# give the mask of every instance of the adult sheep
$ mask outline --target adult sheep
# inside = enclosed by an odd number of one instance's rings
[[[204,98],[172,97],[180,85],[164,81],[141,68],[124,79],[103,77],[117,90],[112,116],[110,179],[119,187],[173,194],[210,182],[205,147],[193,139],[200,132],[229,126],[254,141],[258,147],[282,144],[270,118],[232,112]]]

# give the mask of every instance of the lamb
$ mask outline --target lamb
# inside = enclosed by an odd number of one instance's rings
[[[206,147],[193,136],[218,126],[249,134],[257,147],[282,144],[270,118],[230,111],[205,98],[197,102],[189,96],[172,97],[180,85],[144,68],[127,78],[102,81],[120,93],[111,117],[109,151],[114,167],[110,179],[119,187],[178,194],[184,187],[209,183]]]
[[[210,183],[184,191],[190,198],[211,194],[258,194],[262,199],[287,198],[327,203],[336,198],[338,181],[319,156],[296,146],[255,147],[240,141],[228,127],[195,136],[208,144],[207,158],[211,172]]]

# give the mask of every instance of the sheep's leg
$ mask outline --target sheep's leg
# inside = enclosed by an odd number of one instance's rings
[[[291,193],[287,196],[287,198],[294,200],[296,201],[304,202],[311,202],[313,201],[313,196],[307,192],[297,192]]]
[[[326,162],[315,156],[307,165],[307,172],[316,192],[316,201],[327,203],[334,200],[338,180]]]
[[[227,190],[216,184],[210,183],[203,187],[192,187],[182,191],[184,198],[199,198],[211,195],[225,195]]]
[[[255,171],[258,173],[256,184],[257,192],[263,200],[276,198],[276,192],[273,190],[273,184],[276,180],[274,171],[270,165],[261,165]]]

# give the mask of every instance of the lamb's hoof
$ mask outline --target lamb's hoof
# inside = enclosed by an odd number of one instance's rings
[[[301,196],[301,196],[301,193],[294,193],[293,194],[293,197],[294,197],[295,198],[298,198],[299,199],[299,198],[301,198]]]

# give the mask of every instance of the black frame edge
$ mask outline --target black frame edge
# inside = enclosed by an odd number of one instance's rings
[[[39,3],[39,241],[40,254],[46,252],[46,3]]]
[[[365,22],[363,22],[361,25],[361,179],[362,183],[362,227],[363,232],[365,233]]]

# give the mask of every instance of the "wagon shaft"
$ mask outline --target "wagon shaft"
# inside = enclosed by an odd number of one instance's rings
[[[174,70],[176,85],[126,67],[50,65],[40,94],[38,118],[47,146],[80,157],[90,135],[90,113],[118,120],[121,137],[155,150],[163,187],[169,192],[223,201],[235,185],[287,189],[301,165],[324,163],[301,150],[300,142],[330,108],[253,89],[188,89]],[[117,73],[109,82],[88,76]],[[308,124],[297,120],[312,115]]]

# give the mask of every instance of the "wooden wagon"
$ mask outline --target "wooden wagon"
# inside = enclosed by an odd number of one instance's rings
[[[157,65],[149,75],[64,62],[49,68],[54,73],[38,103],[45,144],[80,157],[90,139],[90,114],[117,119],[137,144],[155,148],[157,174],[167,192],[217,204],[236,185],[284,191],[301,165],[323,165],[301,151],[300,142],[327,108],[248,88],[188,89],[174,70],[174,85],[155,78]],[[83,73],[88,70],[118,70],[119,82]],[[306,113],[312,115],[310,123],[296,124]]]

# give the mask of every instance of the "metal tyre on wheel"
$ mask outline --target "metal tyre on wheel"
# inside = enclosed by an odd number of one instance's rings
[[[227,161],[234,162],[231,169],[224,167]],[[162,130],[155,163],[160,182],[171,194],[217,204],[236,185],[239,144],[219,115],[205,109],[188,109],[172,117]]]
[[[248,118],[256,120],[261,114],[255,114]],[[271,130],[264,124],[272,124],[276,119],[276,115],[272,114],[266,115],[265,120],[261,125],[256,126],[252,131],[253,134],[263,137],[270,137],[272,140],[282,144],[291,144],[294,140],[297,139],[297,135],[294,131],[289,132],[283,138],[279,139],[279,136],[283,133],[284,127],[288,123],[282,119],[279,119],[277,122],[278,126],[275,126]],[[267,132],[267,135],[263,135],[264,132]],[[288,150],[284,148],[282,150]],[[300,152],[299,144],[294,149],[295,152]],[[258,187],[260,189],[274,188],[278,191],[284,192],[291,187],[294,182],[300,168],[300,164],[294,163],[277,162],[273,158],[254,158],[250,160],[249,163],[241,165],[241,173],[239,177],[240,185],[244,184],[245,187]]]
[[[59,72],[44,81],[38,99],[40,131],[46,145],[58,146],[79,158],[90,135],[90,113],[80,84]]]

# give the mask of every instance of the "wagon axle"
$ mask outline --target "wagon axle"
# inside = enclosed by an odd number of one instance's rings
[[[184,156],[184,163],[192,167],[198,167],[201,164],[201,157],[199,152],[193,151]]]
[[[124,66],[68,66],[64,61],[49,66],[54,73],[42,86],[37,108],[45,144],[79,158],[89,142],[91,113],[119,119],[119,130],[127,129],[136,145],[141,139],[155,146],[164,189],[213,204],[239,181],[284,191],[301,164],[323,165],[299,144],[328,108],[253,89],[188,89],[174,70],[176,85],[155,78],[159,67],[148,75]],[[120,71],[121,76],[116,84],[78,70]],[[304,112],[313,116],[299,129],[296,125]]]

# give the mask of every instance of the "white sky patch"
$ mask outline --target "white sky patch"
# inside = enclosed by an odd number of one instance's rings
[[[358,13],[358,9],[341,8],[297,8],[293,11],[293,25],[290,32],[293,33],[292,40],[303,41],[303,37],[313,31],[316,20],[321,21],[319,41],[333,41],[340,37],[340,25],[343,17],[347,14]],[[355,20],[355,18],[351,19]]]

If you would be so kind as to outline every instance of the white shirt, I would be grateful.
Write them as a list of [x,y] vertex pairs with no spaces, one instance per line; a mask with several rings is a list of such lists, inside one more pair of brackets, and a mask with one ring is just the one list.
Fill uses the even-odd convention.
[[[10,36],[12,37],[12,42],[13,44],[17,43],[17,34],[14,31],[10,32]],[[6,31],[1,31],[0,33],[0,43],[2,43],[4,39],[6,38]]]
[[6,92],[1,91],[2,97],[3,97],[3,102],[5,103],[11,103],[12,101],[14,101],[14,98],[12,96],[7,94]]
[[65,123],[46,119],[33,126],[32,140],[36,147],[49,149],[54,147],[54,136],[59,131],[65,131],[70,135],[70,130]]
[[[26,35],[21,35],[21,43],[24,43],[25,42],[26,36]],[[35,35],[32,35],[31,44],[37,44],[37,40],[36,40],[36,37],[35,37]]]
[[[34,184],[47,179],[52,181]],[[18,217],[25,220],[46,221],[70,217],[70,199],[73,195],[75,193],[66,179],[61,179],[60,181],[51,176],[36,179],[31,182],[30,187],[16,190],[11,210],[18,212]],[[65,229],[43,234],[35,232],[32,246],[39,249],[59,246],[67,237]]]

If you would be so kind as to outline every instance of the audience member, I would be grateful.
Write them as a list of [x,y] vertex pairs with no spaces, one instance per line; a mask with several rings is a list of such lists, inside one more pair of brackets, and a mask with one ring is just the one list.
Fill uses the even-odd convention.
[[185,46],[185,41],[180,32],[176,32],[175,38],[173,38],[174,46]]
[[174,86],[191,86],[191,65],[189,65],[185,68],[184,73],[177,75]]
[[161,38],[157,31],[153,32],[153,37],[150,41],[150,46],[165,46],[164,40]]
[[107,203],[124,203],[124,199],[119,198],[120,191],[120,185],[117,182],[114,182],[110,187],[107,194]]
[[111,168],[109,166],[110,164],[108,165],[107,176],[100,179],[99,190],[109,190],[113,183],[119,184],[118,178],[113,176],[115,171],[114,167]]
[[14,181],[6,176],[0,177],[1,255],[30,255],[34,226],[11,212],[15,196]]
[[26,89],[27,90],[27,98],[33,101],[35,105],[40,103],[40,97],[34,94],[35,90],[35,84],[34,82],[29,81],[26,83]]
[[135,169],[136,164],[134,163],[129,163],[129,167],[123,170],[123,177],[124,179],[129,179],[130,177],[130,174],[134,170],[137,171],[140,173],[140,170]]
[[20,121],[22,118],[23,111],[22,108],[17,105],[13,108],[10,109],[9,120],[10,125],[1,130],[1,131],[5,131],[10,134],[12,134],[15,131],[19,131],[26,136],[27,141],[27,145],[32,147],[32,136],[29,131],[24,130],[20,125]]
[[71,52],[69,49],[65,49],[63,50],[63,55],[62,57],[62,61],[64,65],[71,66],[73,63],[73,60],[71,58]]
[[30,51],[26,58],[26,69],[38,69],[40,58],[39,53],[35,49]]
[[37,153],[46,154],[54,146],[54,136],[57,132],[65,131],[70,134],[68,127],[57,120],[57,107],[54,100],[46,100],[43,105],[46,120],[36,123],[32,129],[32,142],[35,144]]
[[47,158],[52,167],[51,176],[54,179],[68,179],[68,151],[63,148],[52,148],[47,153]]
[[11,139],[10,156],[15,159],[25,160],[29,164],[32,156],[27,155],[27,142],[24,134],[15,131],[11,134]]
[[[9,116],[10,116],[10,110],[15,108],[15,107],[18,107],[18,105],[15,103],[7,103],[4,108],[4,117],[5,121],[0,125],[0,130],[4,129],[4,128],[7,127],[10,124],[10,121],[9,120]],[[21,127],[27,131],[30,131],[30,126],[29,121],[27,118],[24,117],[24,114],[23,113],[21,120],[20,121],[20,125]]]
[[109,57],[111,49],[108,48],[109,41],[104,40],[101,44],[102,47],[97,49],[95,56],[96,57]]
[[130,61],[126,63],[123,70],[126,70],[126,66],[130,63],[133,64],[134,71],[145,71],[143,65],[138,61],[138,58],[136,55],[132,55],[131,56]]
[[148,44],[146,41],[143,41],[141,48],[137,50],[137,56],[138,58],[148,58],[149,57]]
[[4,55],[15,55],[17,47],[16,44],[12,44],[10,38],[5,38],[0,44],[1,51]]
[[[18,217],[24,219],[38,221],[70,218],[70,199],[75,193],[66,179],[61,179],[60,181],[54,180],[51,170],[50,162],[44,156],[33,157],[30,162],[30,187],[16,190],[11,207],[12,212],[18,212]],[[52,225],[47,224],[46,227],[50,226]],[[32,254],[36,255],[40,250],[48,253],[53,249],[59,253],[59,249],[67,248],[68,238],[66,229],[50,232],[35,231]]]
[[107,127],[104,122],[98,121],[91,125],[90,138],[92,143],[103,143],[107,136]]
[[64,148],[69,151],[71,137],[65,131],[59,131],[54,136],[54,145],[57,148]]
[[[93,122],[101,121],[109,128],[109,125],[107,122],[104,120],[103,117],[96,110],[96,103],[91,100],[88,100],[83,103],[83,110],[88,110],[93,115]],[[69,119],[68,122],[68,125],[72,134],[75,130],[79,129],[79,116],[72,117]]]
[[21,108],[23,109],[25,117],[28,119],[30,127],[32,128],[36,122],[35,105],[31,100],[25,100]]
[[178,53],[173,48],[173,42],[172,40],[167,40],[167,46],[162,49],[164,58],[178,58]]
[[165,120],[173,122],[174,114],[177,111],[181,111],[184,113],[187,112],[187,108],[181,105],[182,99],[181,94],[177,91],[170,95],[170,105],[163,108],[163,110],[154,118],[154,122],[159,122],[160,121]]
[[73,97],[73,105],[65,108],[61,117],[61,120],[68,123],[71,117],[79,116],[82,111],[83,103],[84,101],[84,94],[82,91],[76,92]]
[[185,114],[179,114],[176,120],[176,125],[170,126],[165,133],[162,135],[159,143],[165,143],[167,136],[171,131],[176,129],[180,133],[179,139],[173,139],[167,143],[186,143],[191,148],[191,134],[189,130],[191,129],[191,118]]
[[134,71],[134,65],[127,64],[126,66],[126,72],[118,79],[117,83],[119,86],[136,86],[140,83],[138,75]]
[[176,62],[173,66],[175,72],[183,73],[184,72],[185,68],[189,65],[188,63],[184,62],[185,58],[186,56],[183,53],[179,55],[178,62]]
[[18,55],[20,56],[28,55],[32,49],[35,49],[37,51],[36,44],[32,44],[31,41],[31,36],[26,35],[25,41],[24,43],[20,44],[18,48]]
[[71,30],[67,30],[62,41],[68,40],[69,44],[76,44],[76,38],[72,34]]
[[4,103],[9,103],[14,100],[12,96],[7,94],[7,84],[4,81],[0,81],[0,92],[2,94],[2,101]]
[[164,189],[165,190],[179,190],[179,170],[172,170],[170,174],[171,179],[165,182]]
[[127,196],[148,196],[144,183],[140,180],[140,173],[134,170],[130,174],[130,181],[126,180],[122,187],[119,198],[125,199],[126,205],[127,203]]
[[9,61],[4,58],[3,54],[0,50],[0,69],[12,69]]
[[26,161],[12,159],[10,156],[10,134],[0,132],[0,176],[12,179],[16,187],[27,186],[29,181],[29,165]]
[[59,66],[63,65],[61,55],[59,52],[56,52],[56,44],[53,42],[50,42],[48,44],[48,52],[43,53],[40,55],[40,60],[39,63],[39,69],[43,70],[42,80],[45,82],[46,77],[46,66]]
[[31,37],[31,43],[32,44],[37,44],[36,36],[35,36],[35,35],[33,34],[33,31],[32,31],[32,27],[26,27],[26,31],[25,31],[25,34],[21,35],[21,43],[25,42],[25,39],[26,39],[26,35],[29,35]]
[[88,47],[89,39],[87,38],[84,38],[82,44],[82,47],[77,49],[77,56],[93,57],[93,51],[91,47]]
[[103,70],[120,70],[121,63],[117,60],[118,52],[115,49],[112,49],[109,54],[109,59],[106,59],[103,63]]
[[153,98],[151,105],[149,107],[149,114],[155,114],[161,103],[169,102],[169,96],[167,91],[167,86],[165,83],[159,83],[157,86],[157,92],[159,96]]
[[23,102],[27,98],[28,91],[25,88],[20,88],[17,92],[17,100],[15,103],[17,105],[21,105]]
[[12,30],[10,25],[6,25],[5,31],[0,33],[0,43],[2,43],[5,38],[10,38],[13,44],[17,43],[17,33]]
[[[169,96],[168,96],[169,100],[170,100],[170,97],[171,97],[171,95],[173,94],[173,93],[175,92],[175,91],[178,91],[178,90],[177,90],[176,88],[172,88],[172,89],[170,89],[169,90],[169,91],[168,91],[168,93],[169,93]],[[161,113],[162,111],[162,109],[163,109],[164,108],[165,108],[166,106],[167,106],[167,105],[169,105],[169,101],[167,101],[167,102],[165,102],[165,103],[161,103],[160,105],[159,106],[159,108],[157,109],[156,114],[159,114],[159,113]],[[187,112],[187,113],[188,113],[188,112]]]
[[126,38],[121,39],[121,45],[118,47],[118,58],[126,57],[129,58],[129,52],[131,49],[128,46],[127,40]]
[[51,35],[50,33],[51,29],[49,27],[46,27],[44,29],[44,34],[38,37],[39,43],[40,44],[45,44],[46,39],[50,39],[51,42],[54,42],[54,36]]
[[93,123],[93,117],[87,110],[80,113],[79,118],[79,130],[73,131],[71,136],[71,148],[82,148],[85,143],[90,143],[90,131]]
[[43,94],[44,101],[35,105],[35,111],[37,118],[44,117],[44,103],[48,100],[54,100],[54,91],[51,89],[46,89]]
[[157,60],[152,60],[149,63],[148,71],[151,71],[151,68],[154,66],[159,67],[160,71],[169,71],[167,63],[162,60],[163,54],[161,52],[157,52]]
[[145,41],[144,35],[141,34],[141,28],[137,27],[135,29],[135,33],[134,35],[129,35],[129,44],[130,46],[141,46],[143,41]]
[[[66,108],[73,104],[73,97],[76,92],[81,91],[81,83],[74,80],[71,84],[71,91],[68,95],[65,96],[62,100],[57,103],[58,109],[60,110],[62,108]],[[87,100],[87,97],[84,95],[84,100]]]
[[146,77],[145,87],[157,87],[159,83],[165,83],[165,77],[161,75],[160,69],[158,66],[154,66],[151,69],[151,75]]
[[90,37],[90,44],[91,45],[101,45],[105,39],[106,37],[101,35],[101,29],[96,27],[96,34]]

───

What is asked —
From the listing above, return each line that contains the string "wheel".

The reply —
# give the mask of every instance of the "metal tyre on wheel"
$ mask outline --target "metal tyre on wheel"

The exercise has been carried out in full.